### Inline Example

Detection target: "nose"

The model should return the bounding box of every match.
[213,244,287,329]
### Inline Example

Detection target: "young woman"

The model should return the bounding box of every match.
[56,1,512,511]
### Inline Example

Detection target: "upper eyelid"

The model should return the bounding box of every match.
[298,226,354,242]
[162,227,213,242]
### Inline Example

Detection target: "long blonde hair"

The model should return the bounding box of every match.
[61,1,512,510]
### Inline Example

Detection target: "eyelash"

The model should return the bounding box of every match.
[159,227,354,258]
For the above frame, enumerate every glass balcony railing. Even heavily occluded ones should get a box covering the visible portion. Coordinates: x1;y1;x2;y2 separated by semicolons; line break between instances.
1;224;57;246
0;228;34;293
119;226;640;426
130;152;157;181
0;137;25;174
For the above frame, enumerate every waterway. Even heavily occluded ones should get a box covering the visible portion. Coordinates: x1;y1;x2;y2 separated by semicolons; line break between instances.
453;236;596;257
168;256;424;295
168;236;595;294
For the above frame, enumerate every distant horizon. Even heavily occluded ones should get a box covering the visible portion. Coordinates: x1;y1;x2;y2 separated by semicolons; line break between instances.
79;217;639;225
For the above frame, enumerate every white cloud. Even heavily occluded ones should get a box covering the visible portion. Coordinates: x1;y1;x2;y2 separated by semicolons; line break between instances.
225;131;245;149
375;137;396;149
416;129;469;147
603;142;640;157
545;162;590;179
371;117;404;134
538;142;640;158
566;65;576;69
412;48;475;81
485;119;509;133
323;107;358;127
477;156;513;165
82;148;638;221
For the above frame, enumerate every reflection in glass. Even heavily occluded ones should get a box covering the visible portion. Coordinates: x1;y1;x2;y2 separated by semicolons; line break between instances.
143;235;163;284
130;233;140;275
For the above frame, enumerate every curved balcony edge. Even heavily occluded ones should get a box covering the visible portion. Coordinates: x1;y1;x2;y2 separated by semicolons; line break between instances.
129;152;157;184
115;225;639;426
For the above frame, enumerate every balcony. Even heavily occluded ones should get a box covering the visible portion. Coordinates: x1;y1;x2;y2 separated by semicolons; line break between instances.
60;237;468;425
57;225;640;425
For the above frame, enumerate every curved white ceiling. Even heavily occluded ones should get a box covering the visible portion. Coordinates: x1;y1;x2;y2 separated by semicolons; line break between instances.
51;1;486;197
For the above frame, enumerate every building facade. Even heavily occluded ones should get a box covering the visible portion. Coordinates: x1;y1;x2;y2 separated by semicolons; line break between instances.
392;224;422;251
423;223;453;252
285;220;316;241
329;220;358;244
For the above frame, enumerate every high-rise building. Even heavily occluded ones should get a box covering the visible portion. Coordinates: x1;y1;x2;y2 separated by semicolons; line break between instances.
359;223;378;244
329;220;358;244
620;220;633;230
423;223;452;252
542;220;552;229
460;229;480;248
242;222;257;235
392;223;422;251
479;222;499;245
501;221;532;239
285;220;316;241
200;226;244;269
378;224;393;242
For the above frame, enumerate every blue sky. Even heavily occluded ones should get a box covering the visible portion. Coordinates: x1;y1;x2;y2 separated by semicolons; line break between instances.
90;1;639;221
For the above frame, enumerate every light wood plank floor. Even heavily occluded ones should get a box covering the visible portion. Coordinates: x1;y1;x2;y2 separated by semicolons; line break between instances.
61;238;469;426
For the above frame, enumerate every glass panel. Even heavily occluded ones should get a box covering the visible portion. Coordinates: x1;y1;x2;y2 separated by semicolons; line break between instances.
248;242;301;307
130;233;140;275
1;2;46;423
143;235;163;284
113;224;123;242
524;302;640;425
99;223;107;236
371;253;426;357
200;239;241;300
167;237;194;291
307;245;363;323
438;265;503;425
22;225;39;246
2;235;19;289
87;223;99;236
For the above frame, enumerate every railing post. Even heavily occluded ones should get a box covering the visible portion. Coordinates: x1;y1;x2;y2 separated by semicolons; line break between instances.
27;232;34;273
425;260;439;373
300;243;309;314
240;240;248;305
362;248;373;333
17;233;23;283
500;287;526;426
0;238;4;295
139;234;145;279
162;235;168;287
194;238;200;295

**Exercise brief**
Repeat each entry above, keeping every word exact.

**Written response**
### Inline Example

Detection target: "nose"

The model should return the bounding box of every match.
[213,244,287,329]
### Inline Example

Detection target: "young woman"

The model should return the bounding box of every match.
[56,1,512,511]
### Inline Example

Detection target: "upper eyelid"

The model should return the bounding box of every match.
[298,226,354,242]
[162,227,213,242]
### Inline Example

Detection target: "long blonde hair"

The model should return the bounding box of every match.
[61,1,512,510]
### Inline Example

Detection target: "eyelash"

The model should return the bounding box of every match.
[159,227,354,258]
For the above frame, enumerate every glass balcony railing. Even heavily occluded ones should get a box covering the visible portion. Coordinates: x1;y1;x2;y2 separated by semicolons; line break between instances.
1;224;57;246
0;228;34;293
119;226;640;426
130;152;157;181
0;137;25;174
For the above frame, enumerate every waterway. Even heavily occluded ones should get a box covering the visible portion. Coordinates: x1;y1;x2;y2 separated by semicolons; line break between instances.
453;236;596;257
168;256;424;295
168;236;595;294
For the above frame, enumerate every distant horizon. Even heavily occluded ones should get a box covering the visible portion. Coordinates: x1;y1;x2;y2 separated by semicolons; line break between instances.
79;217;639;225
For the above frame, enumerate every white cloud. Even heavily occluded ones should get a box covering the visible portion. Coordinates: x1;y1;x2;y2 separated by semicolons; line break between instances.
225;131;245;149
375;137;396;149
416;129;469;147
603;142;640;157
545;162;590;179
371;117;404;134
538;142;640;158
566;65;576;69
412;48;475;81
485;119;509;133
323;107;358;127
477;156;513;165
82;148;638;221
For the above frame, enumerate every reflection in glass. Even heavily occluded ones should get a box covering the visible portion. Coordinates: x1;y1;x2;y2 separated by semicolons; line break between instances.
143;235;163;284
130;233;140;275
For the above frame, enumerate every curved balcony edge. Even heavily occluded ones should get a box covering the visible portion. Coordinates: x1;y1;x2;y2 separated by semicolons; line break between instances.
129;152;157;184
115;225;639;426
For the above frame, enumerate every balcony. Even heavily occluded ones should get a box covering the visible portion. Coordinates: x1;y1;x2;y2 separated by semicolons; line break between instances.
60;237;468;425
57;225;640;425
For the above frame, enumerate every curved white ceiling. Even heavily occluded ones should get a box covering the visible portion. Coordinates: x1;y1;x2;y2 separated by semicolons; line break between instances.
51;1;486;197
For the above frame, enumerate every building facade. Even heavily occluded ones should get a box covering the visible portion. Coordinates: x1;y1;x2;y2 separated by semicolons; line break between instances.
392;224;422;251
423;223;453;252
285;220;316;241
329;220;358;244
For the above frame, enumerate every high-rise building. Even heavily occluded ones should get a box covering the visible portion. Coordinates: x1;y1;x2;y2 separated by semicolons; line break between instances.
359;223;378;244
329;220;358;244
620;220;633;230
423;223;452;252
542;220;552;229
460;229;480;248
242;222;257;235
392;223;422;251
479;222;499;245
501;221;532;239
285;220;316;241
200;226;244;269
378;224;393;242
For the above frame, enumerate every blue sky. Even heavily occluded ones should get a box covering the visible portion. Coordinates: x1;y1;x2;y2 separated by semicolons; line break between instances.
90;1;639;221
For the above frame, enumerate every light wood plank floor. Even heavily occluded ones should get a box covering the visible portion. Coordinates: x1;y1;x2;y2 separated by semicolons; line break between instances.
61;238;469;426
For the above frame, enumerate every glass panel. Even heavily occluded ones should get a box covering the visible portion. Coordinates: x1;y1;x2;y2 separated by semicolons; line break between instances.
248;242;301;307
130;233;140;275
1;2;46;423
143;235;163;284
113;224;123;242
524;302;640;425
99;223;107;236
371;253;426;357
200;239;241;300
167;237;194;291
307;245;363;323
438;265;503;425
22;225;39;246
2;235;19;289
87;223;99;236
For the above frame, enumerate every railing post. Even heavily occluded ones should get a box covering the visible portion. Coordinates: x1;y1;x2;y2 separated by semicolons; line break between instances.
27;232;34;273
425;260;439;373
300;243;309;314
240;240;248;305
362;248;373;333
17;233;23;283
500;287;526;426
0;238;4;295
139;234;145;279
162;235;168;287
194;238;200;295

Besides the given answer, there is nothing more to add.